Record extracts:
_ _ _ _ _

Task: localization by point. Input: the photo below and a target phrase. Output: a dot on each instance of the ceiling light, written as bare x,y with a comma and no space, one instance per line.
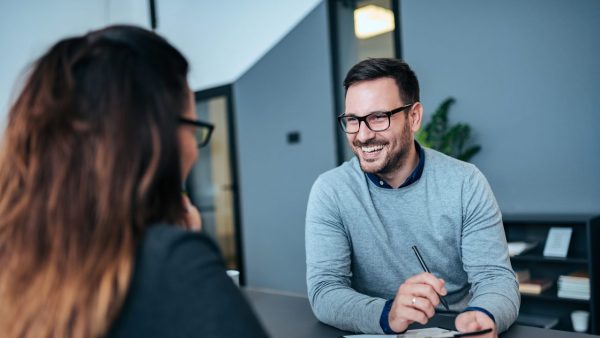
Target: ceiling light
371,20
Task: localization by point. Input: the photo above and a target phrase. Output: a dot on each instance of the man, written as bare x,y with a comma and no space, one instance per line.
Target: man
364,217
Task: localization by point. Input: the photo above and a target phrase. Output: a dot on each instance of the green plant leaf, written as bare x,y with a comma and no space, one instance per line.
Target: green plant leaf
450,140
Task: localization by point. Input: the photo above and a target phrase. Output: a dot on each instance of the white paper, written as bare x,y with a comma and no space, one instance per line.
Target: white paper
557,243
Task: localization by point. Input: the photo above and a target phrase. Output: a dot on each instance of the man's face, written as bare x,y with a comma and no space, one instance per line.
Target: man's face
385,151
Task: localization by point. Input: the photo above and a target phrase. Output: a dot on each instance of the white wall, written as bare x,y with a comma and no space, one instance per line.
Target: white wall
29,27
223,39
526,76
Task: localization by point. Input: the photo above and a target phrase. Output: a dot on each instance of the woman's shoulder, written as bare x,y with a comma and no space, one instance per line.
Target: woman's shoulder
169,247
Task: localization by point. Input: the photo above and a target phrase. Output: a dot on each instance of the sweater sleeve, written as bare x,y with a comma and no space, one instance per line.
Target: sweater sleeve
485,253
328,274
207,303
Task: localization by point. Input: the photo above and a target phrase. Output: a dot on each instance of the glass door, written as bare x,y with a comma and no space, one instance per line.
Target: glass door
359,29
212,182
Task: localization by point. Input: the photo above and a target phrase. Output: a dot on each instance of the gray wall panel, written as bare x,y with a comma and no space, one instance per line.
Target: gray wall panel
526,75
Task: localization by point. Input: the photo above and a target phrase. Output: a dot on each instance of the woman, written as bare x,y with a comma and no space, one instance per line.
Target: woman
95,151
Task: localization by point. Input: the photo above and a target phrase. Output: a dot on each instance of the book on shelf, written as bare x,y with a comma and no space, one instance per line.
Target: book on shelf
544,322
575,285
535,286
517,248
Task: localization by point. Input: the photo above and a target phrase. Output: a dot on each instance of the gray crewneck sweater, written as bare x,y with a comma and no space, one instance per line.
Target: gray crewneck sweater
359,238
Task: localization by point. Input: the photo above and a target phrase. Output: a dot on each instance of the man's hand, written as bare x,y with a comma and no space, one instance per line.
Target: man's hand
474,321
191,219
415,301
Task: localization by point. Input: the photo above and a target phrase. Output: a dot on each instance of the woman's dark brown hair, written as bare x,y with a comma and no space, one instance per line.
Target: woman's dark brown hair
89,160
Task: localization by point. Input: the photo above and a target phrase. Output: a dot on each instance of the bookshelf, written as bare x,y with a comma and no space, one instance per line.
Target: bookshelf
583,254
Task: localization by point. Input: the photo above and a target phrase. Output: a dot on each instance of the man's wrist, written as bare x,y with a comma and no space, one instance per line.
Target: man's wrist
480,309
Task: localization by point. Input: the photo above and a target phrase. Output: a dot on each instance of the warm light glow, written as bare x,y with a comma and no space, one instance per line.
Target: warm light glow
371,20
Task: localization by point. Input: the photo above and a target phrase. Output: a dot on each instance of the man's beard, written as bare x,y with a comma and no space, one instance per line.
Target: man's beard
392,161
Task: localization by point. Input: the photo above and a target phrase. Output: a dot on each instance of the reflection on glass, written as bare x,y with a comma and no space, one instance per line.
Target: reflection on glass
210,182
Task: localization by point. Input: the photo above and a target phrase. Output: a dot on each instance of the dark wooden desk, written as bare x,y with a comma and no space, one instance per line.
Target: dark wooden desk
286,316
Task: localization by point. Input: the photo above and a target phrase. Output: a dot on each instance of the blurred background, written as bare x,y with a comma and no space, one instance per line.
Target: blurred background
525,76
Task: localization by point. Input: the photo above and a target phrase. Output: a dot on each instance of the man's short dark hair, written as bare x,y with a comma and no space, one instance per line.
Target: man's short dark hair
372,69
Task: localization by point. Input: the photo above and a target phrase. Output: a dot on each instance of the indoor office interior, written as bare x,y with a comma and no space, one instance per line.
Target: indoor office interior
524,76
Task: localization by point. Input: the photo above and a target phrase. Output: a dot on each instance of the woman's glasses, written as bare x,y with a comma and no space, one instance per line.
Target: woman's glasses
203,130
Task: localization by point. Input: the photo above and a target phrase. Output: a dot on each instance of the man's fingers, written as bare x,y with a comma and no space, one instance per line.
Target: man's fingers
420,290
424,305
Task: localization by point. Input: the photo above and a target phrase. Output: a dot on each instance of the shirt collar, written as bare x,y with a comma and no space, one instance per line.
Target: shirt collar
412,178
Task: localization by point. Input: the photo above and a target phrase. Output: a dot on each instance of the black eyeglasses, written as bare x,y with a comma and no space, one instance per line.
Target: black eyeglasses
203,130
377,121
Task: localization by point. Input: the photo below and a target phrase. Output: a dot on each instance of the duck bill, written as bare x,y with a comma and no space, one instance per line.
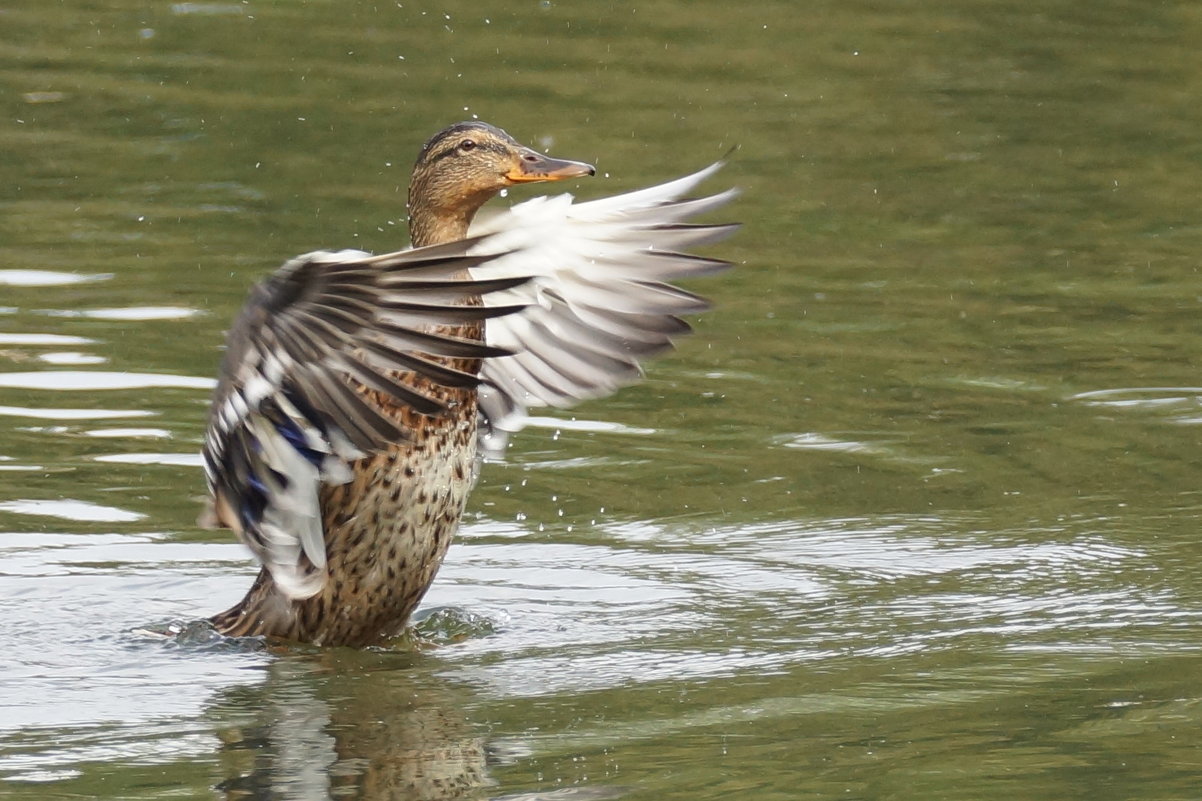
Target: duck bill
535,166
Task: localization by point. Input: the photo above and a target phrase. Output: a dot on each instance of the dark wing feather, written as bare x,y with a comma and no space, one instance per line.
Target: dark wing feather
286,416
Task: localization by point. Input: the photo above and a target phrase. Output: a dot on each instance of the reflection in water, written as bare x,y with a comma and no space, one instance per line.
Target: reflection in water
916,518
370,734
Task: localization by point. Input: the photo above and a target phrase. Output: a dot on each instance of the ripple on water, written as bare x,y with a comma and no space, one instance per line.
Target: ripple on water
101,380
48,278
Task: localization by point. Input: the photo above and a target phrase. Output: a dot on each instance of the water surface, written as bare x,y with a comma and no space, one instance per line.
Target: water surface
912,516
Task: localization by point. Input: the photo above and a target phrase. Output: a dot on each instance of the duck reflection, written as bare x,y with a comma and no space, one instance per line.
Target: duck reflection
344,724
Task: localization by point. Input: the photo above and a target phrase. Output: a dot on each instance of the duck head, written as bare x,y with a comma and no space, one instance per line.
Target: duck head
464,166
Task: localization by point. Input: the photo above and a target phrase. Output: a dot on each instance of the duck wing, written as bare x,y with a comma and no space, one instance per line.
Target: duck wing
600,298
285,417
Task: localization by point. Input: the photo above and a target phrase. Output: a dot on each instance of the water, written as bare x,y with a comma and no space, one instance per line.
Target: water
912,516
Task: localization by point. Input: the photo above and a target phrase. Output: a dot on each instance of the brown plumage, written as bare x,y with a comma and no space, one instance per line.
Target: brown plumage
343,437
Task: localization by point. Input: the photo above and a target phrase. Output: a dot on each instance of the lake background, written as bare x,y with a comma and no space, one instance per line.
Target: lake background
914,515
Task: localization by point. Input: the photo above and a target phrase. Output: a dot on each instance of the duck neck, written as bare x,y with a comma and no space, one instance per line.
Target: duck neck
427,226
430,223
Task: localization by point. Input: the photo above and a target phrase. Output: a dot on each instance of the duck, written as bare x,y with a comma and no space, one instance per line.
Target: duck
358,393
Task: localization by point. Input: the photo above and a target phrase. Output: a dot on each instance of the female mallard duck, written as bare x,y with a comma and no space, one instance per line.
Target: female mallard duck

_ _ _ _ _

Task description:
Reproduce every entry exactly, but omit each picture.

Written solution:
Task: localization by point. Input: the photo below and a target phrase. Output: a dot on each instance of the ceiling light, written as bare x,y with a comma and no space, one instance per line.
Target: ceiling light
371,20
Task: localization by point. Input: the photo above and a target phrase. Output: a dot on each instance of the man, written as bare x,y with a comma and no space, one instance per line.
Target: man
364,217
Task: localization by point. Input: the photo above and a target phrase. Output: a dot on each instance of the green plant leaf, written as bare x,y with a comma and no space, one instance per line.
Target: green plant leaf
450,140
Task: localization by point. Input: the photo above and a target phrase. Output: a dot on each instance of the white paper, written as bare x,y with a comma and no space, one instance per line.
Target: white paper
557,243
Task: localization by point. Input: the photo above and a target phrase. Output: a dot on each instance of the man's face, written as bare x,y with a comma and no space, one instance per line.
Target: man's face
385,151
Task: localization by point. Input: the photo above and a target phrase. Output: a dot on each instance of the white wall, written as bare x,y with a comma and no space, one instance per line.
Target: white wall
29,27
223,39
526,76
Task: localization by point. Input: the photo above and a target phrase. Output: a dot on each instance of the woman's shoulder, written as bare x,y with a comma and no space, one instance per line.
Target: woman's shoulder
169,247
Task: localization by point. Input: the photo above and a target phrase. Output: a dot on each instance of the sweater sleeve, written as bare x,y with a comma and no space, one instance per line.
Target: sweater sleeve
485,253
328,274
207,303
Task: localization by point. Input: the photo above and a target phrase. Output: a dot on each instance of the glass door, written as bare x,y with a comma and no space, one instance per line.
Target: glass door
359,29
212,182
Task: localization by point. Input: the photo above and a target phrase. Output: a dot on each instance of the gray wall panel, written as bare x,y with a comma and no space, one instance per line.
Target: gray wall panel
526,75
Task: localization by point. Input: the photo above and a target phrase. Output: a dot on each instance of the woman, written as bare x,y with a comma and no space, one instance per line.
Target: woman
95,151
Task: localization by point. Input: the photo above and a target phrase. Output: a dot on each instance of the book on shelf, written as bare x,y with a comma and no space, one instance per line.
Target: book on shelf
544,322
575,285
535,286
517,248
Task: localization by point. Input: the photo above and a target phrase. Output: a dot on each instance of the gray crewneck sweater, written as bare x,y with a comma and no space, one instance per line.
Target: gray crewneck sweater
359,238
Task: localization by point. Input: the photo above and a target phrase. Output: a dot on each instance of the man's hand, written as bare x,y with a comma and no space, one instance per line.
Target: man's hand
474,321
191,219
415,301
Task: localization by point. Input: the photo above and a target phrase. Output: a dot on each instance of the woman's dark brown hair, written as bare x,y with a comma and no space, one instance per line.
Target: woman's dark brown hair
89,160
Task: localization by point. Input: the photo above and a target phrase. Output: a dot on each instance of the bookshelf, written as bare x,y with a comma and no space, one instance per line.
Target: bookshelf
583,254
Task: localization by point. Input: the photo above and a target phrase. Output: a dot on each instance of the man's wrist, written as bare x,y with a comma and no space, one instance per line.
Target: man's wrist
480,309
Task: localization by point. Input: the photo above and a target phrase. Output: a dot on each instance of the warm light glow, written as bare x,y with a comma and no space, one instance per line.
Target: warm light glow
371,20
Task: localization by point. Input: the photo above and a target phrase. Output: a dot on each instance of the man's beard, written as bare x,y with a comma and no space, one instance per line.
Target: man's beard
392,161
Task: localization by point. Input: the photo above and a target phrase. Output: a dot on each instance of the reflection on glass, written as bare x,y with a comma and no space, one instance per line.
Target: reflection on glass
210,182
Task: localization by point. Input: the photo above and a target phrase. Output: a dot on each instance of the dark wooden desk, written as bare x,y with a comma and no space, one instance per line.
Target: dark wooden desk
286,316
Task: localization by point. Input: the photo above and a target phrase. Output: a dot on each instance of the blurred background, written as bare x,y with a comma and no space, one instance per line.
Target: blurred background
525,76
Task: localization by point. Input: the photo above and a target phrase. Output: a dot on each instance of the man's short dark hair, written as bare x,y with a comma and no space, one instance per line.
Target: man's short dark hair
372,69
Task: localization by point. Input: the photo above and a target phrase. Output: a dot on each instance of the indoor office interior, written as bare x,y with a comma and no space, one instance per line.
Target: indoor office interior
524,76
Task: localization by point. Input: the photo above and a target phrase. Output: a dot on each instance of the woman's glasses, written as bare x,y with a comma and no space, one instance per line.
Target: woman's glasses
203,130
Task: localization by point. Input: the photo above and a target phrase. Output: a dot on each instance of the man's fingers, written as bare x,y with a comma and no space, one instance per line.
Target: man's fingers
420,290
424,305
Task: localization by point. Input: the photo above and a target phrase. Output: a dot on each instance of the shirt collar, written as bare x,y with a comma and no space, one instance per line.
Target: shirt collar
412,178
Task: localization by point. Input: the photo above and a target phrase. Output: a dot on each instance of the black eyeglasses, written as bare x,y with a comma and no space, one instance per line.
Target: black eyeglasses
203,130
377,121
Task: localization by point. Input: the photo below and a target phrase. Output: a dot on each instance of the duck bill, written as bare x,y with a comma and no space, one instance per line.
Target: duck bill
535,166
Task: localization by point. Input: the photo above and a target phrase. Output: a dot on each instance of the dark wing feather, written as bare x,y with a comma and no space, one instance per line.
Target: dark wing feather
286,416
Task: localization by point. Input: the photo above and a target phrase. Output: a dot on each instance of the reflection in water, written as bare x,y with a comma and no space, one instance per line.
Target: reflection in water
916,518
370,734
Task: localization by point. Input: the photo above and a target phrase. Output: a dot on each instance of the ripple on water, written as bare x,y with a comma and no space, one instance per line.
Target: ripple on water
101,380
48,278
Task: localization by point. Input: the photo above and a target phrase. Output: a dot on each instance of the water surface, written as bare x,y with a comma and no space, one instance per line.
Target: water surface
912,516
Task: localization by point. Input: the photo above and a target phrase. Output: a dot on each instance of the duck reflection, written as bare x,y with a comma and no space, one instance per line.
Target: duck reflection
344,724
Task: localization by point. Input: the photo above and a target phrase. Output: a dot on each instance of the duck head, written as bare x,y with a comma and no space, one instance per line.
Target: duck head
464,166
Task: localization by point. Input: the photo above and a target phrase. Output: a dot on each instance of the duck wing, written as bare x,y with a comma and no space, one instance per line.
Target: duck wing
600,298
285,417
Task: localization by point. Input: the photo above and a target phrase. Output: a dot on each instance of the water, written as bare x,y with a comma and no space, one instance per line.
Target: water
912,516
Task: localization by point. Input: the photo above and a target phrase. Output: a dot on each instance of the brown plumage, written as bare x,y with a comma and no space, one instance per line.
Target: brown plumage
343,437
Task: localization by point. Input: the photo above and a target phrase. Output: a dot on each instance of the lake background, written as bare x,y with a comma and no space, one instance per line.
Target: lake background
914,515
Task: localization by point. Input: the photo above and a target phrase. Output: a dot on each instance of the duck neck, written as bare x,y with a comma and no space, one instance per line.
Target: duck neck
427,226
430,223
Task: localization by point. Input: the photo above and a target phrase. Output: a dot on each instance of the duck, written as bare x,y with a comma and no space, one instance per line.
Target: duck
358,393
Task: localization by point. Input: the photo above and a target phrase. Output: a dot on each instance of the female mallard duck, written as bare x,y with a comma and no space, one instance per line.
Target: female mallard duck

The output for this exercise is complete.